• ABOUT THIS EXERCISE: In the entries below, the line with "One point lands on each instance of the grey" marks the start. Return it and every following line exactly, ending with the last.

• DATASET RECORDS:
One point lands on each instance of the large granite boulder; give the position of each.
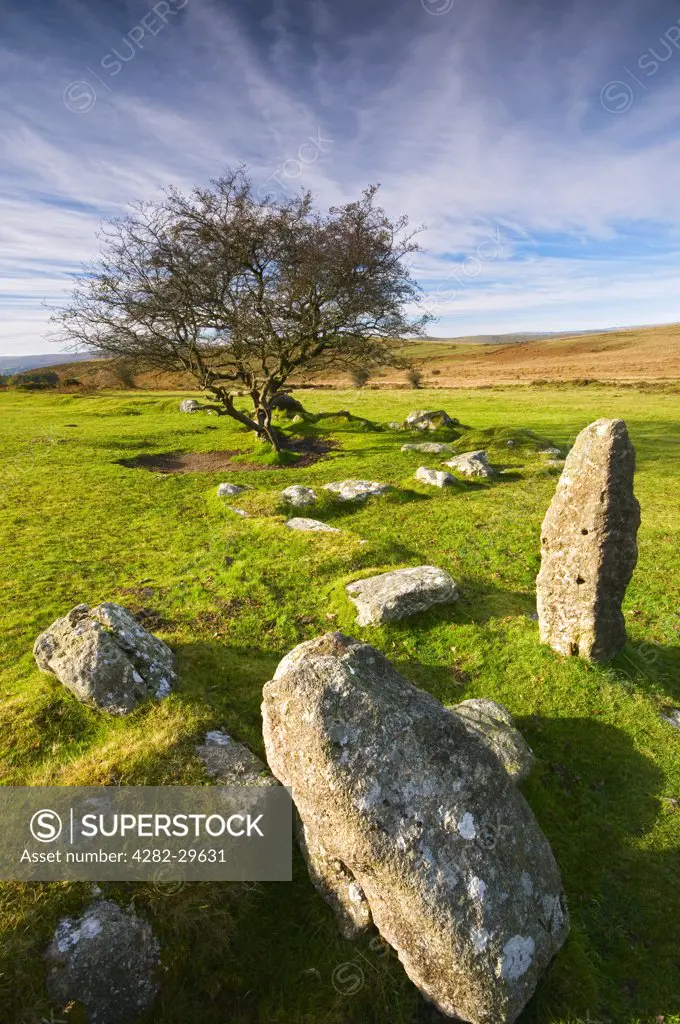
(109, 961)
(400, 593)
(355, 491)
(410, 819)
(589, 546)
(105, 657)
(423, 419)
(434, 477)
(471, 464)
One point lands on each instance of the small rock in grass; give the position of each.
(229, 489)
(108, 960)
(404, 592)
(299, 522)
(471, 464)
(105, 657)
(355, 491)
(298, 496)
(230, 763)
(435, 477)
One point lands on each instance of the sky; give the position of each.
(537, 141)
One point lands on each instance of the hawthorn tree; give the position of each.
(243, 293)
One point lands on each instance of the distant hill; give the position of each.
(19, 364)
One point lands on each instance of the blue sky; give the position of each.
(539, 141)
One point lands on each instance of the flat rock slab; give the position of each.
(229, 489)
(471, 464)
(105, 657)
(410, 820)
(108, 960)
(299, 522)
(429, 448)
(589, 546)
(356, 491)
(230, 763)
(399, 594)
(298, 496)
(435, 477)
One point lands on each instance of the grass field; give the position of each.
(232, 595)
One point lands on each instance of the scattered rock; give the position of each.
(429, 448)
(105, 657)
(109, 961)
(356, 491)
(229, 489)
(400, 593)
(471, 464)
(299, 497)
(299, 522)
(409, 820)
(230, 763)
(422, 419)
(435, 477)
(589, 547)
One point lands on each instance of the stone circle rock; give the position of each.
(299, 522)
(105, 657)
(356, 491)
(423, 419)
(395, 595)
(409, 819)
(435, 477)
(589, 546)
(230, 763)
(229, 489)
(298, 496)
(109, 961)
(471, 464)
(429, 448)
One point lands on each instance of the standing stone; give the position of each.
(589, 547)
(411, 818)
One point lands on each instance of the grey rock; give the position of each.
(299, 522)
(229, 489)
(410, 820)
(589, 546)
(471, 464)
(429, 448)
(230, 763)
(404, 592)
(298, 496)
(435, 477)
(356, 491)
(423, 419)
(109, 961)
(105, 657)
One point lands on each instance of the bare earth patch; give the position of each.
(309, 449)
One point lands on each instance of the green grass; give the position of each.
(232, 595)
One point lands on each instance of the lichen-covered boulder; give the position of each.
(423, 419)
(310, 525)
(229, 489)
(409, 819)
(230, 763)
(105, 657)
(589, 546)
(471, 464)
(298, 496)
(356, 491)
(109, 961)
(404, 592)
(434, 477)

• YOUR RESPONSE:
One point lands on each instance of the grey rock; give the position of each.
(299, 522)
(229, 489)
(410, 820)
(589, 546)
(471, 464)
(429, 448)
(230, 763)
(404, 592)
(298, 496)
(435, 477)
(356, 491)
(423, 419)
(109, 961)
(105, 657)
One point lands on each instance of the bare earth patch; give the position of each.
(309, 449)
One point lands on each instance of the green grass; give the position of each.
(232, 595)
One point lands on each instance of the lichen-covered boulder; give the position of each.
(423, 419)
(310, 525)
(229, 489)
(409, 819)
(230, 763)
(105, 657)
(589, 546)
(471, 464)
(298, 496)
(356, 491)
(109, 961)
(404, 592)
(434, 477)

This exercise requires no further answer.